→ **What the task asks**
Pictures in the entries below are to be left out; otherwise, reproduce exactly the lines from the first through the line containing "FIND: rolled-up sleeve".

····················

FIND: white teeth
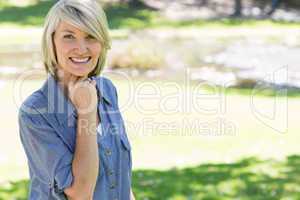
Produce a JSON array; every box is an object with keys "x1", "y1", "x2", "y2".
[{"x1": 70, "y1": 57, "x2": 90, "y2": 63}]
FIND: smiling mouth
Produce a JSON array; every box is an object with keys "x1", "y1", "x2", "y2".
[{"x1": 69, "y1": 57, "x2": 91, "y2": 64}]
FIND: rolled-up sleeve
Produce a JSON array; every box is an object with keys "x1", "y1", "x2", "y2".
[{"x1": 19, "y1": 108, "x2": 74, "y2": 194}]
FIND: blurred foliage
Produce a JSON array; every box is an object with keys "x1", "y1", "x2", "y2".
[
  {"x1": 0, "y1": 0, "x2": 53, "y2": 26},
  {"x1": 109, "y1": 39, "x2": 165, "y2": 69},
  {"x1": 105, "y1": 3, "x2": 158, "y2": 29},
  {"x1": 0, "y1": 0, "x2": 300, "y2": 28},
  {"x1": 0, "y1": 179, "x2": 28, "y2": 200},
  {"x1": 0, "y1": 1, "x2": 9, "y2": 8},
  {"x1": 200, "y1": 79, "x2": 300, "y2": 98},
  {"x1": 136, "y1": 155, "x2": 300, "y2": 199},
  {"x1": 214, "y1": 86, "x2": 300, "y2": 98},
  {"x1": 1, "y1": 155, "x2": 300, "y2": 199}
]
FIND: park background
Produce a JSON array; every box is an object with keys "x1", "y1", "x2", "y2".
[{"x1": 0, "y1": 0, "x2": 300, "y2": 199}]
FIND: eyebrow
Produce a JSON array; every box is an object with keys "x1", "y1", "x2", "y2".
[
  {"x1": 61, "y1": 30, "x2": 75, "y2": 34},
  {"x1": 60, "y1": 30, "x2": 92, "y2": 37}
]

····················

→ **Exercise result**
FIND: white teeth
Produce a JSON array; every box is an object with keys "x1", "y1", "x2", "y2".
[{"x1": 70, "y1": 57, "x2": 90, "y2": 63}]
FIND: smiling mouth
Produce a JSON array; every box is an object with keys "x1", "y1", "x2", "y2".
[{"x1": 69, "y1": 57, "x2": 91, "y2": 64}]
FIND: rolled-up sleeve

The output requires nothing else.